TEXT –

=-=-=-=-=

Legal Malpractice Law In Usa

Legal malpractice:

When the patient is injured by the negligence of doctor, doctor bears the legal responsibility. When the driver of car rash and negligently drives a car and causes the death of person, a driver bears the responsibility. When the building collapses as the poor construction work of contractor or engineer, an engineer or contractor bears the responsibility.

Similarly, the laws related to legal malpractice in USA are made to compensate the clients by Attorneys.

An attorney is always the defendant in legal malpractice case. Legal malpractice is an act of attorney which causes harm to the client when the attorney breaches his fiduciary or contractual duty towards a client.

It is also become common in USA that when attorneys sue clients for attorneys’ fees, many clients assert malpractice as a defense.

Legal malpractice and unauthorized practice of law:

Although both the term refers to an act towards the client, there is quite difference between the both. It is the right of an every individual to represent them before the court. When the person represents others, it requires proper education, training and an experience. A lawyer needs to act / practice within the scope/ definition of practice of law[1]. When he breaches such duty it amounts to unauthorized practice of law. E.g. practice of law by Californian attorney in New York without the license from the bar council of New York.

Professional responsibility and Legal malpractice:

While the Professional responsibility encompasses the duties of attorneys to act in a professional manner, obey the law, avoid conflicts of interest, and put the interests of clients ahead of their own interests[2]. Legal malpractice occurs when there is a breach of professional responsibility towards the client

Legal Malpractice and Legal Outsourcing:

An attorney is not said to made legal malpractice by outsourcing legal process to outside providers. However the law requires that client has the information about his work being outsourced to the LPO providers, and there shall be supervision by an attorney towards the work performed by LPO providers. There is also an opinions of American Bar council and many bar council of the states as to the outsourcing the legal process and have opined that there is no unethical practice involved in outsourcing legal process to LPO providers.

Governing law:

Most of the civil laws of the states in USA govern the law related to the Legal malpractice. Federal law is also applicable when it relates to a federal question. Besides the judge made law, ruling, decisions and opinions on the cases will govern the Legal malpractice cases.

An attorney also subjected to the criminal law if he commits fraud/ theft on the client account.

Ethics of the bar council of the state also govern in initiating the disciplinary proceeding against an attorney.

Jurisdiction:

Generally cases are brought before the state courts where the case was filed / where the attorney represented the client and the breach is occurred. However, case is also filed in federal district courts when it involves the federal question. Federal Courts would be having exclusive jurisdiction over the legal malpractice case when itrequires the resolution of a substantial question of federal patent law[3]. But it is still unclear about the jurisdiction of by state or federal courts when the cases arise form IP matters[4].

There is also an issue as to filing legal malpractice cases against the lawyers from other state. Case is particularly filed in the state where the attorney represented the client and in the state where the attorney has license to practice.

Statistics on legal malpractice:

Every 4 to 5 law professional out of hundred have to face a lawsuit in a year[5]. Each year, over 35,000 lawsuits are filed against insured lawyers for legal malpractice. Figure would be more if included uninsured lawyers[6].

=-=-=-=-=

PROVIDED MATERIAL –
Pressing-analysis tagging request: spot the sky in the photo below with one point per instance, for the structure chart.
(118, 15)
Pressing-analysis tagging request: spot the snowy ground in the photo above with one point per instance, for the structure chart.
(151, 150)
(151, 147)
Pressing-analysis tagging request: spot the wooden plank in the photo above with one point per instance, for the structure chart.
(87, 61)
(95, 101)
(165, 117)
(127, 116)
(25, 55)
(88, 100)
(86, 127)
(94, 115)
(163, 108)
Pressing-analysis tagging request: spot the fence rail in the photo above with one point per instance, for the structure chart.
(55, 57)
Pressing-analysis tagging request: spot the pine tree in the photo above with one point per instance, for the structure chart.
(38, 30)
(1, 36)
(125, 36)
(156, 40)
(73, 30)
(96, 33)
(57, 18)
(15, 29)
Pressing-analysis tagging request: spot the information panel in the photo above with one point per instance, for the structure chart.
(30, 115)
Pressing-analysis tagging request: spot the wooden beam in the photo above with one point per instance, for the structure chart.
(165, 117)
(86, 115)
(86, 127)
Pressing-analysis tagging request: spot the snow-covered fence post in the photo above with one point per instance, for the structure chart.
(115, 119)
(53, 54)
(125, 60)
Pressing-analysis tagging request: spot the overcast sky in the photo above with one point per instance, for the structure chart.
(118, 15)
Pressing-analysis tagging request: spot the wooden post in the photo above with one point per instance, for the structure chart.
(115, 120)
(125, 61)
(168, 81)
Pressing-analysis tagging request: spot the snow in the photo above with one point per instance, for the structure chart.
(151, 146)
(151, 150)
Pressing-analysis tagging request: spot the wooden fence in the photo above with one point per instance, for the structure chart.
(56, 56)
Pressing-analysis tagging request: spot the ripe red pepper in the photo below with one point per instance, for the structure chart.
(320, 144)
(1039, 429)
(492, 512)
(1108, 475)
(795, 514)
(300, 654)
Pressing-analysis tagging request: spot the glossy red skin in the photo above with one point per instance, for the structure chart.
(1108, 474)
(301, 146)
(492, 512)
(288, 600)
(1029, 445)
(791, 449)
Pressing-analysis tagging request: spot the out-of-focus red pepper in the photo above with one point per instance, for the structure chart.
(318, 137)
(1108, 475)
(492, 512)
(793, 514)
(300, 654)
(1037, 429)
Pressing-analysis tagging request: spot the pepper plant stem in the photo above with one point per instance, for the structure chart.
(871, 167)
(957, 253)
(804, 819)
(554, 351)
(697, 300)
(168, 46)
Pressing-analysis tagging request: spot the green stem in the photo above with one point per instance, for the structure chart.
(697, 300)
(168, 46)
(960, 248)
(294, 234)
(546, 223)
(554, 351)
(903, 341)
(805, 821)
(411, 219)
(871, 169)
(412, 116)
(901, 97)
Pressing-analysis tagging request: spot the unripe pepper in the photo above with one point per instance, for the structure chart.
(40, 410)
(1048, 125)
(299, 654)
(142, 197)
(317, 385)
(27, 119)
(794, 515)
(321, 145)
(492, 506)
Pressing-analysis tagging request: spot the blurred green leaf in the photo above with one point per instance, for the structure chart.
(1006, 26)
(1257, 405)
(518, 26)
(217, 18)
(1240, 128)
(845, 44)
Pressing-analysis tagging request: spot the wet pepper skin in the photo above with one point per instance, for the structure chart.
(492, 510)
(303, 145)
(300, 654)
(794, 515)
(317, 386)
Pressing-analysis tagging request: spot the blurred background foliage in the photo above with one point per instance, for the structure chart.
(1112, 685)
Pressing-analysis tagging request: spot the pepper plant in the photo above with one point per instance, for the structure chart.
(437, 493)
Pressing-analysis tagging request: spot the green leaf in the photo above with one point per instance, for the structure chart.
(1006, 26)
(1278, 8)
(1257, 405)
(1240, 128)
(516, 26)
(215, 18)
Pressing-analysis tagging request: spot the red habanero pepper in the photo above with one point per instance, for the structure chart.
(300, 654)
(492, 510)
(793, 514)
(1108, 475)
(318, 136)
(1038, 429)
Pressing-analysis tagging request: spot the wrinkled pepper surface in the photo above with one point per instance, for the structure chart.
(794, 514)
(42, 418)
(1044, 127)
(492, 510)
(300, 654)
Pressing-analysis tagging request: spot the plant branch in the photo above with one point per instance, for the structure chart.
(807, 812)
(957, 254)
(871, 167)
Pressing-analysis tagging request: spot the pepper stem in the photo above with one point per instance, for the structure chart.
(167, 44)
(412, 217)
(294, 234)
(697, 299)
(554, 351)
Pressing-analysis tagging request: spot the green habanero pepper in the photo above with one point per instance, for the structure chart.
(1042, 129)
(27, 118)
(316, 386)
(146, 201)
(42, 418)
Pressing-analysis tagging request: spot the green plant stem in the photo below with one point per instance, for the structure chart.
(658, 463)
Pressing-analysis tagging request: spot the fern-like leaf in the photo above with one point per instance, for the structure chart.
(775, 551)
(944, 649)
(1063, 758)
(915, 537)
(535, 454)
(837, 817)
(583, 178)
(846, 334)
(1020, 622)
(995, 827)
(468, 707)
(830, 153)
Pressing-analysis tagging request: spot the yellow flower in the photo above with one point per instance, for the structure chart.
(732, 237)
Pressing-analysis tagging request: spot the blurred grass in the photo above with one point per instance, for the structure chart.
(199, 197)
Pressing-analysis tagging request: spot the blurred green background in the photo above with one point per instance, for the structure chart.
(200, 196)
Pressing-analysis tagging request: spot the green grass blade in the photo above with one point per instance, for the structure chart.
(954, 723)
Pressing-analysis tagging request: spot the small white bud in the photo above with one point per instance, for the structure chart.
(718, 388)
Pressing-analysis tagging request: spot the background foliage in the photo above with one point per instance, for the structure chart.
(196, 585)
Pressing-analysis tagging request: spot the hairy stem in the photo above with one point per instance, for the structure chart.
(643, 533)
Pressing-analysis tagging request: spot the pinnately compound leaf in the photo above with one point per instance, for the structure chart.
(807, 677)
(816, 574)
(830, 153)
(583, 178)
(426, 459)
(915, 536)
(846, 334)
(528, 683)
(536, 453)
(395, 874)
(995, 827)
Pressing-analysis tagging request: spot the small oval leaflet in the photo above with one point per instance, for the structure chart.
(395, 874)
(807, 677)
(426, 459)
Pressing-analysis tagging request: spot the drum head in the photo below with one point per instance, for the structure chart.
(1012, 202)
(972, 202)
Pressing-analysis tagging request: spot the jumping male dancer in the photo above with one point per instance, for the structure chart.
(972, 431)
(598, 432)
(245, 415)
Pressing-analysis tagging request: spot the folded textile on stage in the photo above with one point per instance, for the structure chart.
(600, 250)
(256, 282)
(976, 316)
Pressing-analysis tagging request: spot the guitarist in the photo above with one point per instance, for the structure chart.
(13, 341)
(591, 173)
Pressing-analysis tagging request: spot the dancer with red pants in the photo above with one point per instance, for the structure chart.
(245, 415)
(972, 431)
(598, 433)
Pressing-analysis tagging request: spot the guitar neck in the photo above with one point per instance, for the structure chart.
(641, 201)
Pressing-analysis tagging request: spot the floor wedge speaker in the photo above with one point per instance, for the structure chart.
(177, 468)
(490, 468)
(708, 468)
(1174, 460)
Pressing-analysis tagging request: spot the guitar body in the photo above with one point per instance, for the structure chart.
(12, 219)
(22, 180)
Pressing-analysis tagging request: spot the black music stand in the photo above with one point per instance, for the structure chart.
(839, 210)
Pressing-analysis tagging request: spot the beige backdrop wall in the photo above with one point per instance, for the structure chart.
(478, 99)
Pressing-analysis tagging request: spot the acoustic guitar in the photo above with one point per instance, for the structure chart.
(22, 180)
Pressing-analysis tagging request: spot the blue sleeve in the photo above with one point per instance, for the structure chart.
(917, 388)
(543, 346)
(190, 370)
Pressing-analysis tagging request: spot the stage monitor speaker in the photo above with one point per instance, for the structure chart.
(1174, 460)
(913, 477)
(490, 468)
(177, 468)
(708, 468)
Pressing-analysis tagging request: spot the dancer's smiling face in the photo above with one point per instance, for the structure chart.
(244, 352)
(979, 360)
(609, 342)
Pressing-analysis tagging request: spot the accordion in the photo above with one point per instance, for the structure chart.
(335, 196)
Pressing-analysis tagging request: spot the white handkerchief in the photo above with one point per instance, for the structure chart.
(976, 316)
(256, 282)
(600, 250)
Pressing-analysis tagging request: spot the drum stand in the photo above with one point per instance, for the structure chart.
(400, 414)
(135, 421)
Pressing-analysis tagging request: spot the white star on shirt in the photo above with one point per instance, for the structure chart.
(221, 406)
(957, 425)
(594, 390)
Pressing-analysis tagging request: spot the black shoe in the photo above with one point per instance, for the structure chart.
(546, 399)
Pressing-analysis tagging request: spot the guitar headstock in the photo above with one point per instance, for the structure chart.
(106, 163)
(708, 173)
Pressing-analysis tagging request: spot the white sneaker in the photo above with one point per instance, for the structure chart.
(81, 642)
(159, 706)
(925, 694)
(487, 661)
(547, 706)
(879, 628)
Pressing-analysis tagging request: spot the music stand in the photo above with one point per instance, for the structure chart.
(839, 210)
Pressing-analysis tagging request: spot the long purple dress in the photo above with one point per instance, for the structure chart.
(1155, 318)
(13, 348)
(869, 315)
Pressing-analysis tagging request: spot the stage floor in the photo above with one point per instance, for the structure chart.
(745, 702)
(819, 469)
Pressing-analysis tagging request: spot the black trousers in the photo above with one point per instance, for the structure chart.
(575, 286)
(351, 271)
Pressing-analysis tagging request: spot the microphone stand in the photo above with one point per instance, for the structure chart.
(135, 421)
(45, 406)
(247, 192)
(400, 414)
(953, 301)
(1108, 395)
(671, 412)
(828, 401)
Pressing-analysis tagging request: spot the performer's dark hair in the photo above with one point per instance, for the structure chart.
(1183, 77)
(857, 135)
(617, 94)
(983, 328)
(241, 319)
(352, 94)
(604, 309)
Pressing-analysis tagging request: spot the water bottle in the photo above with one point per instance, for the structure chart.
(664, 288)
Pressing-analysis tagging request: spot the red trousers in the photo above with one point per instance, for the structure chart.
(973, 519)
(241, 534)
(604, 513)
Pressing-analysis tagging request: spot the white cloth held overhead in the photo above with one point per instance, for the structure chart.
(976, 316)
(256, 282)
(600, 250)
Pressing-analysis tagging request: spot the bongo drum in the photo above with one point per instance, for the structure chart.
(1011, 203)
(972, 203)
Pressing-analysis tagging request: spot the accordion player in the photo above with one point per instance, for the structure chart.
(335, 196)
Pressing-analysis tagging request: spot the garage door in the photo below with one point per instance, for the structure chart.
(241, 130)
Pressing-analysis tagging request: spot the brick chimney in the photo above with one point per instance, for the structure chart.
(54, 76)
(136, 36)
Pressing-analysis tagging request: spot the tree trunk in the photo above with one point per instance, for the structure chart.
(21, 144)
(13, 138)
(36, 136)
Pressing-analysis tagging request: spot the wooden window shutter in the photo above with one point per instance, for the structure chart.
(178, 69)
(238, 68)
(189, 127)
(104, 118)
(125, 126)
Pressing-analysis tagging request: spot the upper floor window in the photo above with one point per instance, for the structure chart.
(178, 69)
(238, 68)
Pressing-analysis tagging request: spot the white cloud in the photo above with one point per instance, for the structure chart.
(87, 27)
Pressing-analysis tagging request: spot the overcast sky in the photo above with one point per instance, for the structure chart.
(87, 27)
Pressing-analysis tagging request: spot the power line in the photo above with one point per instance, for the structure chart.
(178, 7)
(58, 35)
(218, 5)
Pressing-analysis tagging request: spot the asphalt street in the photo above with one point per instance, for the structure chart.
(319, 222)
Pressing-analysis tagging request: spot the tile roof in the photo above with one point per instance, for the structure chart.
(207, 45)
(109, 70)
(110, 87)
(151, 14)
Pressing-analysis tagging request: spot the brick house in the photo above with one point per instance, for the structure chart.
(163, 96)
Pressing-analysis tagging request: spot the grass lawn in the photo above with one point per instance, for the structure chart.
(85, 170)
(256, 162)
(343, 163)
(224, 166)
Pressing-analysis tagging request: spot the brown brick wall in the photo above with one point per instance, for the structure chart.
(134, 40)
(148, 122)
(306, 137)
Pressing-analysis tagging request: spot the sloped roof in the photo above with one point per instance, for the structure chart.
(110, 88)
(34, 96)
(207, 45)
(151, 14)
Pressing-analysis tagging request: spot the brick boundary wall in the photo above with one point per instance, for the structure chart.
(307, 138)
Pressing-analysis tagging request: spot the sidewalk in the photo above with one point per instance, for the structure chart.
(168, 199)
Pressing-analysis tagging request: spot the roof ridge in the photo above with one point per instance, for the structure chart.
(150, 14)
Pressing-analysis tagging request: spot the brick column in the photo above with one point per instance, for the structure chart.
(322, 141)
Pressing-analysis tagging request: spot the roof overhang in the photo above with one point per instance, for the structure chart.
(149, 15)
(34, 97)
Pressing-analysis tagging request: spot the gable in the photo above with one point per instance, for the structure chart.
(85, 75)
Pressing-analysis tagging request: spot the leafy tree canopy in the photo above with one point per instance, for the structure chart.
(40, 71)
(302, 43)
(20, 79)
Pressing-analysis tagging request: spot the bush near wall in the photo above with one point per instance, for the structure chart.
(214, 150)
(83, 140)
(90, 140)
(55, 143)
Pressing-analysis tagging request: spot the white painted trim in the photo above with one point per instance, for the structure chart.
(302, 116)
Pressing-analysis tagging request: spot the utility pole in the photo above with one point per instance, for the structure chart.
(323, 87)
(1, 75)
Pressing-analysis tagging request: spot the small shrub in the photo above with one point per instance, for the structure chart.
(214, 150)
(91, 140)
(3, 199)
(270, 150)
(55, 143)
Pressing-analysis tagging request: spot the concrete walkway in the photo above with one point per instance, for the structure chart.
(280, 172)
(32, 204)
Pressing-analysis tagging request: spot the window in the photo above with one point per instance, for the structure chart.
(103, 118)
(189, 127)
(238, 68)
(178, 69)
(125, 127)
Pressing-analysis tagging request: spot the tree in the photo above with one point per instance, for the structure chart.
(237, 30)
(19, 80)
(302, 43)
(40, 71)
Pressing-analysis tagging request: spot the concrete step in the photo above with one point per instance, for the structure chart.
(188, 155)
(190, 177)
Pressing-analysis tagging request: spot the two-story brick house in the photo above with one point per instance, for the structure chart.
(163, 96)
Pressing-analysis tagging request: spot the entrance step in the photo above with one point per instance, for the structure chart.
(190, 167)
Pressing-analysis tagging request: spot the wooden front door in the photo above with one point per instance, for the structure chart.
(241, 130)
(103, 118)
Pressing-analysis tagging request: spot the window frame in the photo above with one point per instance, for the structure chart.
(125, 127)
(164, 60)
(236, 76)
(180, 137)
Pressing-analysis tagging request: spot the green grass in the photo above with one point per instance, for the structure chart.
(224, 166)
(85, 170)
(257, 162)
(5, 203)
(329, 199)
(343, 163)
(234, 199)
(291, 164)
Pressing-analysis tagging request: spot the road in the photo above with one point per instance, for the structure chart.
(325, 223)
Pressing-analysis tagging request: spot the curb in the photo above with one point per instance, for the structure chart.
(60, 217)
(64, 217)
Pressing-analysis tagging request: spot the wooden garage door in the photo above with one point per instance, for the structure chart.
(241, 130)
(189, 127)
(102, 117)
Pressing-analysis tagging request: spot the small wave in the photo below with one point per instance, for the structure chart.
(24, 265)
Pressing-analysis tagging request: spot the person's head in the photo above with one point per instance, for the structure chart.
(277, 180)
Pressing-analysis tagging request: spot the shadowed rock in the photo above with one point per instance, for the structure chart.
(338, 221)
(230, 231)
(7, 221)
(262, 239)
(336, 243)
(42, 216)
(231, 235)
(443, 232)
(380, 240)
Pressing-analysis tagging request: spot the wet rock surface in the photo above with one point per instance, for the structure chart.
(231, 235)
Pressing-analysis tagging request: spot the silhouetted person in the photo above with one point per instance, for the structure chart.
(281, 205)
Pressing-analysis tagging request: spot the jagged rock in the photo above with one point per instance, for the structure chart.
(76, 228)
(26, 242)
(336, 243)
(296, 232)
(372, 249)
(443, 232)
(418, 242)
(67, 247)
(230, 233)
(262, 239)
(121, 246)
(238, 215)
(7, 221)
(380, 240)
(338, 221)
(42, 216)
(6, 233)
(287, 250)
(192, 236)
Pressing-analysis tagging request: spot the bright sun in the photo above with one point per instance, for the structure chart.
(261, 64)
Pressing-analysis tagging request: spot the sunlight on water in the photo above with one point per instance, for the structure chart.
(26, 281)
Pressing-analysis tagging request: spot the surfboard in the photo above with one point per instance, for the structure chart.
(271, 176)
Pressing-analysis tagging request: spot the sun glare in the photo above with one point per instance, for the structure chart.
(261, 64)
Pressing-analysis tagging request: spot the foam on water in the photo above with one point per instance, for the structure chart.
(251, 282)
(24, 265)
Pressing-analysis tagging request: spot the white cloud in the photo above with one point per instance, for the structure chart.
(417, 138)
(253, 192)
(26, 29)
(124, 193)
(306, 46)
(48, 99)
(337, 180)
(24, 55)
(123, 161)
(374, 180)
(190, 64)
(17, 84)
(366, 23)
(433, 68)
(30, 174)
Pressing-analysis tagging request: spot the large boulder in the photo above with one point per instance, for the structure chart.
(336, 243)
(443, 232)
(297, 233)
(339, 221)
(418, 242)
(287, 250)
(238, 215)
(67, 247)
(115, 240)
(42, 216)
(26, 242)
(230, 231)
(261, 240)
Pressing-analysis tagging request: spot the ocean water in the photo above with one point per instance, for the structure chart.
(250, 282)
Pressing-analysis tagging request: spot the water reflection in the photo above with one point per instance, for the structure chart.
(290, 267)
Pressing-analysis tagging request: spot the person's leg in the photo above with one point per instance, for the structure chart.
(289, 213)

=-=-=-=-=

TASK LIST –
1. In the legal malpractice text, how many lawsuits are filed each year against insured lawyers for legal malpractice?
2. Please repeat, word for word, the stretch of the legal malpractice text between "It is also become" and "of New York.", inclusive.

SOLUTION SET –
1. Over 35,000.

2.
It is also become common in USA that when attorneys sue clients for attorneys’ fees, many clients assert malpractice as a defense.

Legal malpractice and unauthorized practice of law:

Although both the term refers to an act towards the client, there is quite difference between the both. It is the right of an every individual to represent them before the court. When the person represents others, it requires proper education, training and an experience. A lawyer needs to act / practice within the scope/ definition of practice of law[1]. When he breaches such duty it amounts to unauthorized practice of law. E.g. practice of law by Californian attorney in New York without the license from the bar council of New York.